Another teacher from Brighton, who wished only to be known as "Miss Whipp", complained that she would no longer be able to appear in her own online porn programme, nor encourage her students to indulge in 'exploratory sex' at her 'weekend therapy sessions'. "This has put an end to our midnight dogging sessions on the beach" she moaned, adding that the proposals are "completely unwarranted - it's pure harrassment of lower middle-class loafers like us" . Several of her colleagues appeared to agree, stating that it was "entirely unreasonable to expect Teflers to behave in a reasonable way like that."

Both the British Council and English UK were unavailable for comment earlier today, but one insider assured me that Teflers with Celtas would obviously be given a greater amount of leeway in their choice of recreational poison, whereas those with Diplomas would be restricted a little more - no spirits or hard drugs, for example. Any teachers possessing Masters degrees in TEFL would, of course, be limited to paracetamol wih codeine, with the occasional whiff of 'therapeutic' aromatherapy concoctions.


17 comments:

Alex Case said...

Inspired! Nearly spat out my cornflakes

Jason Renshaw said...

Best laugh of the week - especially the story of Jason tripping on the discarded copy of Murphy's Grammar and falling into his school's basement.

Neal Chambers said...

_Work to complete_:
1/ According to the source extract, which two organizations were unavailable for comment earlier today?
2/ Using the source extract, explain why Jason Renshaw calls the post the best laugh of the week.

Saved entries

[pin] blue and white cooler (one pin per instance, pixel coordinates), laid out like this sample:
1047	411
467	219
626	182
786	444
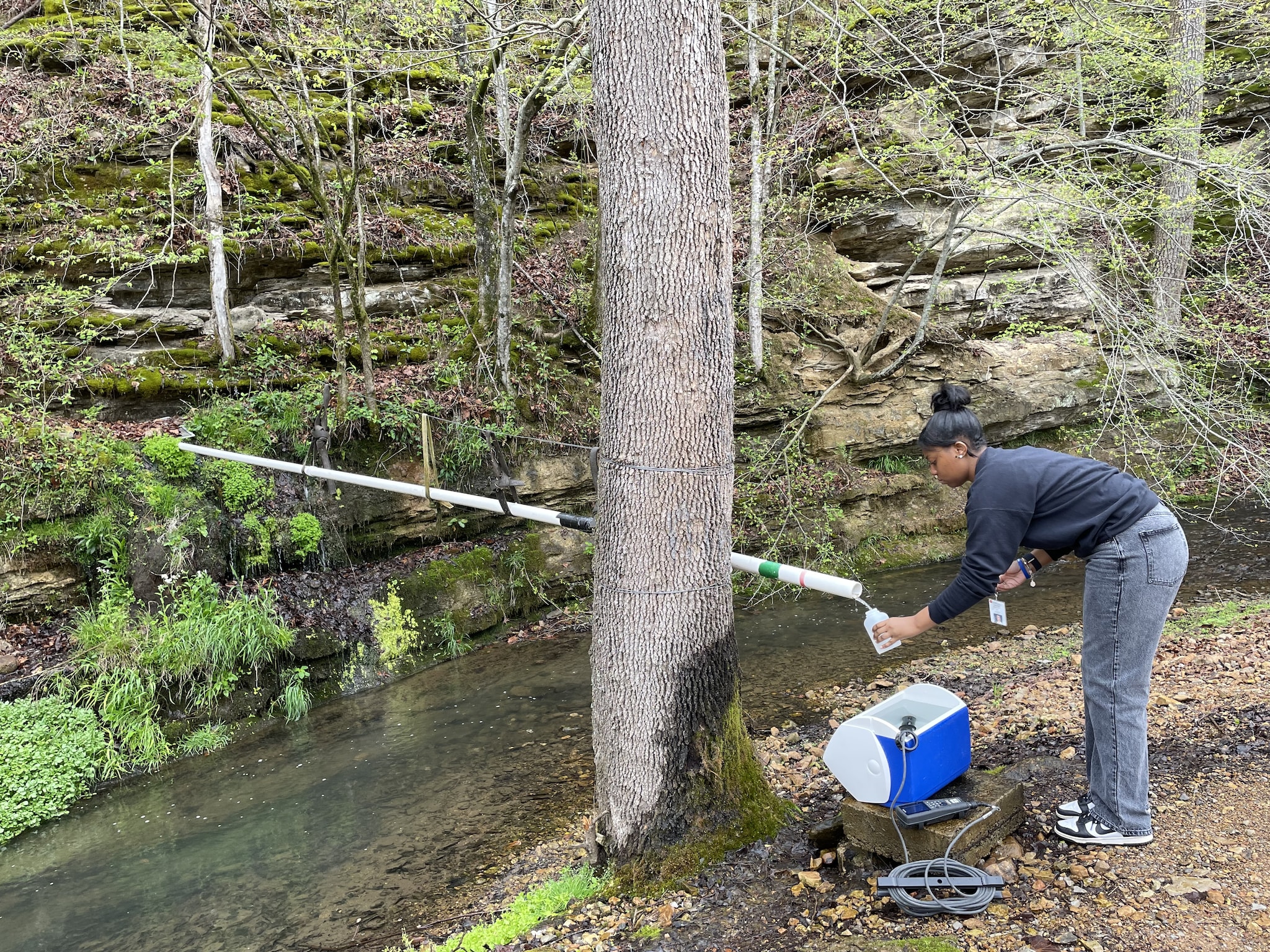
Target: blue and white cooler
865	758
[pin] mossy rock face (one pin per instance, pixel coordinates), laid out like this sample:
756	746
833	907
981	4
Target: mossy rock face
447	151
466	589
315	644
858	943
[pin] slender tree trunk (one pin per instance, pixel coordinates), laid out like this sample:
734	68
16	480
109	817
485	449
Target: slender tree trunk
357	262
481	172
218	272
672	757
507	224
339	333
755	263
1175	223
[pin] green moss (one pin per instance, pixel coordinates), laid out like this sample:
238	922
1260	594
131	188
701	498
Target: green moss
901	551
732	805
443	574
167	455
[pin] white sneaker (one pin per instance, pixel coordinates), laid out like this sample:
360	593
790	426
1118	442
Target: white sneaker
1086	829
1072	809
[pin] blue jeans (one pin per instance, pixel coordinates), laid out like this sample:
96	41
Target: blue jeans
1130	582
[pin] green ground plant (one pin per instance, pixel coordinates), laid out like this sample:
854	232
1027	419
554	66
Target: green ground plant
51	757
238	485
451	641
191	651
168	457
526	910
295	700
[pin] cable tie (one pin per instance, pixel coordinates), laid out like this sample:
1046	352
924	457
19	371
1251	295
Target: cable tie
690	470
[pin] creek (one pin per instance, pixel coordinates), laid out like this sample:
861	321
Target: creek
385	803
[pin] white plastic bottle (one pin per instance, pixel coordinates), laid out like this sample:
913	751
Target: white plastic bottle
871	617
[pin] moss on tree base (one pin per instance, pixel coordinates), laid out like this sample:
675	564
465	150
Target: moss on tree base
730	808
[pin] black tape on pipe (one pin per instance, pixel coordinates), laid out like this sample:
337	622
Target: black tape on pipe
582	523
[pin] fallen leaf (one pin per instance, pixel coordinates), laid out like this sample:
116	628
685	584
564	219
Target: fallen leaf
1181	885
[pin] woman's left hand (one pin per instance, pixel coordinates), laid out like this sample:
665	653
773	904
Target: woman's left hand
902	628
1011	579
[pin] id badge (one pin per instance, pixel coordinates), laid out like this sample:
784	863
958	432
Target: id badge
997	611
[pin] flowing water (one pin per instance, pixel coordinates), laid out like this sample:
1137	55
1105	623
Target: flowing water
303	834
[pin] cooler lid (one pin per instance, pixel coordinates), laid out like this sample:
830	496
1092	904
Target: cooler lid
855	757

_Solution set_:
1/ The British Council and English UK.

2/ Jason Renshaw calls it the best laugh of the week especially because of the story of Jason tripping on a discarded copy of Murphy's Grammar and falling into his school's basement.